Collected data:
--- --- ---

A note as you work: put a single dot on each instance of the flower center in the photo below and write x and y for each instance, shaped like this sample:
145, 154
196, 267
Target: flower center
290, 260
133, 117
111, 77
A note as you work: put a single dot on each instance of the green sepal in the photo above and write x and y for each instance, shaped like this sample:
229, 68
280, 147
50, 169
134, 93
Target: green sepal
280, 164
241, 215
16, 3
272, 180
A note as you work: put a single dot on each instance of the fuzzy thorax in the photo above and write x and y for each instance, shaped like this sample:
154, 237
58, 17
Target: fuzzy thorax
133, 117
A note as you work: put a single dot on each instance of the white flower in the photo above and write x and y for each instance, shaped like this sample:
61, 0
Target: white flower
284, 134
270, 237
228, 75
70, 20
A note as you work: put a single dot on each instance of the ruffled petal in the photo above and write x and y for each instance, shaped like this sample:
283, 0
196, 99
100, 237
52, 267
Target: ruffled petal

--- --- ---

Stated task -
Write out the rows above line for line, with no changes.

Task answer -
A note as you work: put a single dot on each instance of the flower center in the photo below and write x and y for each instance, shaped like this sample:
145, 154
196, 267
Target: flower center
290, 260
133, 117
111, 77
A note as you work: put a single dot on each instance of the green sepal in the photo above and write x and y for each instance, shaped like this sample:
229, 68
280, 147
50, 169
134, 93
Target: green sepal
280, 164
241, 215
16, 3
272, 180
A note as you work: put a single dot on each instance of the fuzzy thorax in the photo above and write x and y for each instance, shaped like this sample:
154, 237
58, 17
Target: fuzzy thorax
133, 117
A note as you work: put a single dot on each instance of the white flower in the photo above and write x and y for each instance, shaped like this sample:
61, 0
Target: white flower
284, 134
270, 237
228, 75
70, 20
A note as you work: put a single dot on each instance of the ruffled petal in the photo above and write x and y for each instance, shaped like this sample:
283, 0
196, 99
100, 237
52, 267
Target: ruffled petal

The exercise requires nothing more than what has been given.